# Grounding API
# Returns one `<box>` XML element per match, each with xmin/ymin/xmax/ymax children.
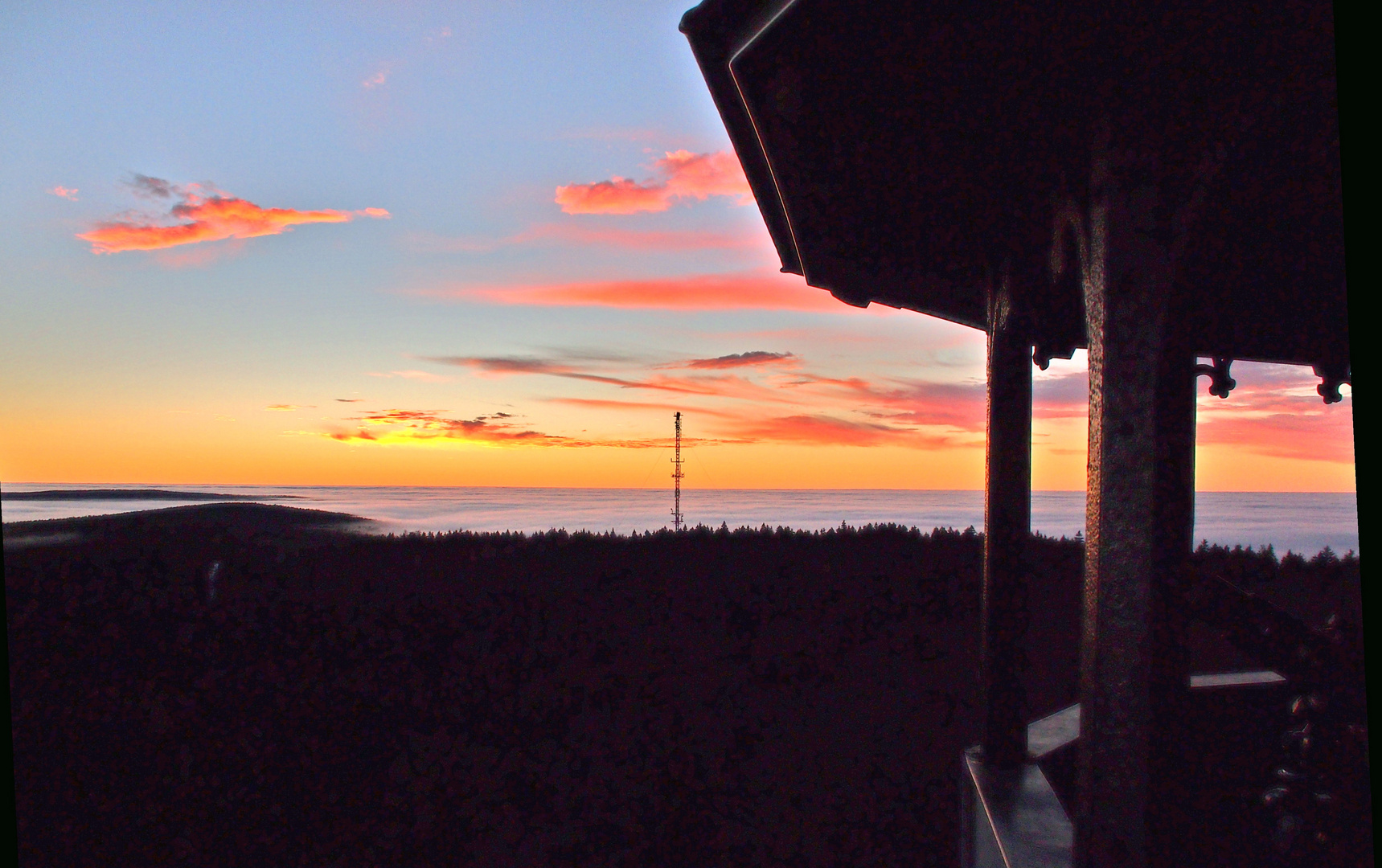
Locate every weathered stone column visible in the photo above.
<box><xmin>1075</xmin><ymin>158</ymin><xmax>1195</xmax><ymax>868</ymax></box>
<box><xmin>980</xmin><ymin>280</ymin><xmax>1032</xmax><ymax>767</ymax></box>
══════════
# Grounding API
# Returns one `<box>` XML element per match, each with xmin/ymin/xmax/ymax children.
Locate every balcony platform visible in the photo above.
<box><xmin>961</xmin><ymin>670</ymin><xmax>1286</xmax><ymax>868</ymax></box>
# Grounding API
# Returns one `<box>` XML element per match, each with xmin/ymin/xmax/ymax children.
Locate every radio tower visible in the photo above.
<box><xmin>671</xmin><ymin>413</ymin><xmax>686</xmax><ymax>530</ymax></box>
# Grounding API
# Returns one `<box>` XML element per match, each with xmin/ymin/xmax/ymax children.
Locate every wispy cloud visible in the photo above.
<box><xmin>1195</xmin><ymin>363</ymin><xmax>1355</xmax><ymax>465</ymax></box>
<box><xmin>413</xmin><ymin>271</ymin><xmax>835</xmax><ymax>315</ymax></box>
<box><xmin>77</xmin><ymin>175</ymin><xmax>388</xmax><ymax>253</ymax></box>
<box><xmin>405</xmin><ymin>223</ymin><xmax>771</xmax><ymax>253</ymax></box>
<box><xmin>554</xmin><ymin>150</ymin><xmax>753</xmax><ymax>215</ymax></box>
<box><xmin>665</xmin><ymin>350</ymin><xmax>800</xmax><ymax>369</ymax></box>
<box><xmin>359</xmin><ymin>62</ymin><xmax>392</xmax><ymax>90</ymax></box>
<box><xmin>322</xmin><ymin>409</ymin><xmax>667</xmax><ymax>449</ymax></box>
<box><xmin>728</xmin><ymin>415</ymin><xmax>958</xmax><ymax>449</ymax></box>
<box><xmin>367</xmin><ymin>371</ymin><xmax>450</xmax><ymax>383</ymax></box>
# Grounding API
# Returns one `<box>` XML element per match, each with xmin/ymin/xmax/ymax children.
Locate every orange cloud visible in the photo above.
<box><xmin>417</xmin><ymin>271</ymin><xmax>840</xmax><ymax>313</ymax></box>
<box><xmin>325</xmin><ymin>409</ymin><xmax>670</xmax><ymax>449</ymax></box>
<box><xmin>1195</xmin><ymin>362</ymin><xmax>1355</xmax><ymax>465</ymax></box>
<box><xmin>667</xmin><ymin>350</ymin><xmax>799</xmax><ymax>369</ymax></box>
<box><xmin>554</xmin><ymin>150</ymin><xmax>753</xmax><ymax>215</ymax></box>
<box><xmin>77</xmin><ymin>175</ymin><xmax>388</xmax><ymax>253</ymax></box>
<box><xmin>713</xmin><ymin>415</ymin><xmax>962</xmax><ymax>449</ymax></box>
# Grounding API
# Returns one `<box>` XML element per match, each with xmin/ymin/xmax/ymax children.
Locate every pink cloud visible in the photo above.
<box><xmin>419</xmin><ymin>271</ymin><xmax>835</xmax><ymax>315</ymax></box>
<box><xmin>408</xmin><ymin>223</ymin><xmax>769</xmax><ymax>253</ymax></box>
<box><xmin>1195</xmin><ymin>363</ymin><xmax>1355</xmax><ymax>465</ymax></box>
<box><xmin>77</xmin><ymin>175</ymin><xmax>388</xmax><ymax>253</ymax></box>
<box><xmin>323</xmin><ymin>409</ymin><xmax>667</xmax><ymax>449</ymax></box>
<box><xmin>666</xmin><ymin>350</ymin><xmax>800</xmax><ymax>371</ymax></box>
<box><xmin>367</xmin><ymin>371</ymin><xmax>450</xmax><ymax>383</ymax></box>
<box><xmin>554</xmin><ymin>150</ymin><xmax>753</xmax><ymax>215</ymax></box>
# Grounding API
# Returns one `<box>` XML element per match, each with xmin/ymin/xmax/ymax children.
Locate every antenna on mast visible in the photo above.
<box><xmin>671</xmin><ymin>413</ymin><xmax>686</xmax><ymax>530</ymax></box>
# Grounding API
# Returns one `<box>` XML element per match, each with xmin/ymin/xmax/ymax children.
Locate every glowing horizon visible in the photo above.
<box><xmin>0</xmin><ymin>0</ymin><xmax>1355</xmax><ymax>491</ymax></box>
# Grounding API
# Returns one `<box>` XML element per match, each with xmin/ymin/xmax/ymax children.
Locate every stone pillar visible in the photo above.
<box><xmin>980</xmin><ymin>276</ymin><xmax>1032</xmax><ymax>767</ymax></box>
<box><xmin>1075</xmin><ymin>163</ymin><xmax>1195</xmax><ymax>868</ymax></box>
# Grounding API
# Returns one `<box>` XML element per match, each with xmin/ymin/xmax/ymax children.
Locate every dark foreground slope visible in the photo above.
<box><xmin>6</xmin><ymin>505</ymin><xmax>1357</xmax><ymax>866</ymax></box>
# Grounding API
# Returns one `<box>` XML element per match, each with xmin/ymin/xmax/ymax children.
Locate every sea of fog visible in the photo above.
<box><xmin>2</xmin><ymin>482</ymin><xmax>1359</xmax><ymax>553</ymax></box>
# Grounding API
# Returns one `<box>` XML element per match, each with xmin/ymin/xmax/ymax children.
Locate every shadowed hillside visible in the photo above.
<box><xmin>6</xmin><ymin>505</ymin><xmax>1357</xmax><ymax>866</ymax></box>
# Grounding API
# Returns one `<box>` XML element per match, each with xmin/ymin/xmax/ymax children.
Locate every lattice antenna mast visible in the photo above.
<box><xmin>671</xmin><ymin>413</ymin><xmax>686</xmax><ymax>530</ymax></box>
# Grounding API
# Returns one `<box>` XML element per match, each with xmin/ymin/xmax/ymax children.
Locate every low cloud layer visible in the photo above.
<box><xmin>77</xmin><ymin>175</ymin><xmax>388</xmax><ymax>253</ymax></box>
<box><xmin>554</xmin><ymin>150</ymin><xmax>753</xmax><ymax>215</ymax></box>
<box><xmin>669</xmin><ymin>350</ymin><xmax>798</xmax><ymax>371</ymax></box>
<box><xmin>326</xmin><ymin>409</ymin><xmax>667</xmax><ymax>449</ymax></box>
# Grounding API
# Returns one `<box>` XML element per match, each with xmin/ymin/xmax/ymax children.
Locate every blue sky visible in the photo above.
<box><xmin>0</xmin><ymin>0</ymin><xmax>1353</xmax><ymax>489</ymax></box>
══════════
Goal: Select each line of the records above that contains the word "mast", matching case exactly.

Output below:
Locate every antenna on mast visible in the photo above.
Locate every lattice antenna mast visible in the photo above.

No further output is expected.